> **DOCUMENT**
Blue Apron Sign Up Flow

Desktop and mobile sign up flow for online food subscriptions.

Posted in. Work

Posted 02- 3-2015

The sign up bottleneck

Blue Apron approached me with a problem, “Our sign up conversion rate stands at 7%, and we are missing out on valuable business.” Blue Apron recognized that they had a major opportunity. If they were to focus on increasing transparency and improving usability of their flow, they could dramatically increase the rate of sign up conversion, representing millions of dollars gained in revenue.

Previous Blue Apron signup flow

Goals

The business goal was to sign on 500 additional active subscriptions per week, which equates to over 17 million dollars in revenue. But how? Blue Apron had not spent time optimizing or understanding their existing sign up flow, so we asked for opinions from 7 users that met the following criteria:

  • Not familiar with the product
  • Earns over 100k in household income
  • Age 25-35

User Interviews

We recorded their sign up sessions, and followed up with user interviews. I will not go deeply into the testing results, but some commons themes surfaced:

  1. When a user initially signs up, they have major questions on the product logistics. They don’t understand how it works.
  2. Users are asked to specify dietary restrictions after sign up, not during. The lack of in-flow preferences lead to uncertainty.
  3. Cost isn’t broken down by serving, requiring users to do the math. Ultimately, users are concerned with cost per meal.
  4. Delivery ‘windows' did not disclose the window, just the day of delivery.

Through our research, we identified many of the experiential pain points within the flow. Of the users who made it to the final step of the flow, only 42% of them successfully entered their card information and subscribed. So the majority of users who are making it through the first few steps of the sign up flow are leaving! We need to fix this.

I don’t trust the company right now since it’s hiding so much information from me...seems like they’re trying to bait and switch me... - Blue Apron Testing Subject

The project deliverable was a brand new signup flow for both mobile and desktop environments. My role was to strategize, wireframe, and design, ultimately handing off to the Blue Apron dev team.

The New Flow

The updated sign up flow solves most of the problems gathered from our research with a much-improved UI. A clear sense of progress is created with a persistent nav that displays four new steps to the flow: Welcome, Preferences, Delivery, and Payment. This gives the user a sense of context as they navigate through the entire flow. Friendly language and helpers/tooltips are added throughout. Product-related information is added in areas that previously created question or concern. My hypothesis is that users will progress through all four steps without friction, leading to an increase in conversion and a major decrease in dropoff, ultimately delivering the goal of 500 new subscriptions per week.

> **EXCERPTED RECORDS**
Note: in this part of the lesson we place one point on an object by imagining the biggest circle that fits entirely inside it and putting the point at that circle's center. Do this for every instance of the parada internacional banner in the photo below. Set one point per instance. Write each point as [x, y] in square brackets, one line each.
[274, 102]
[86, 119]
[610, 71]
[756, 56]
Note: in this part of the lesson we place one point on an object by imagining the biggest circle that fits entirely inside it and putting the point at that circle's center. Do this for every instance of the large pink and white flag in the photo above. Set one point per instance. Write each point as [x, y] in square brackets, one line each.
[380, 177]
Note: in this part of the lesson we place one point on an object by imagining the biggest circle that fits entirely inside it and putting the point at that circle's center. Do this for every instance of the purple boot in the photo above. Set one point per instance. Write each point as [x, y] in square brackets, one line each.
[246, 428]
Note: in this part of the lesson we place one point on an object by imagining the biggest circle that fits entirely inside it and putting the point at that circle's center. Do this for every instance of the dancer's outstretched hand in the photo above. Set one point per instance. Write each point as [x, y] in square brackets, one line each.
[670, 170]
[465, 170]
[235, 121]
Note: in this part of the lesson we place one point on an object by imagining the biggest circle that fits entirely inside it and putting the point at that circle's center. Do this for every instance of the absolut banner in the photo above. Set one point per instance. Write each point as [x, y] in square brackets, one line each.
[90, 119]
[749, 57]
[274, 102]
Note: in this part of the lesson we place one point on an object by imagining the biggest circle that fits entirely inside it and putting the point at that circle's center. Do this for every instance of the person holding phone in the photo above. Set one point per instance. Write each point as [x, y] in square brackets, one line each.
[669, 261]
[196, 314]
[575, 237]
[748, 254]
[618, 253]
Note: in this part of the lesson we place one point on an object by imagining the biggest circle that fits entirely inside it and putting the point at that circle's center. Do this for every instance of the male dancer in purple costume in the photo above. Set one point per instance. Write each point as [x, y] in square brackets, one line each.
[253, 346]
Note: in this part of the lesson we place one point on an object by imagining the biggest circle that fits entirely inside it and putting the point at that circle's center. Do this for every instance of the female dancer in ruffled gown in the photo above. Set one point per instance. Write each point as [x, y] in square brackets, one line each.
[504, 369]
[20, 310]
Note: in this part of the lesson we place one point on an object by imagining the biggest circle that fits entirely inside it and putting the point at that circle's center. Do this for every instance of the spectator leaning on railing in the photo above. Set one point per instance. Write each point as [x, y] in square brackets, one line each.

> **THE EXERCISE**
From the Blue Apron sign-up write-up, quote word for word the passage that opens with the words containing "The project deliverable" and closes with "Apron dev team.".

> **ANSWER**
The project deliverable was a brand new signup flow for both mobile and desktop environments. My role was to strategize, wireframe, and design, ultimately handing off to the Blue Apron dev team.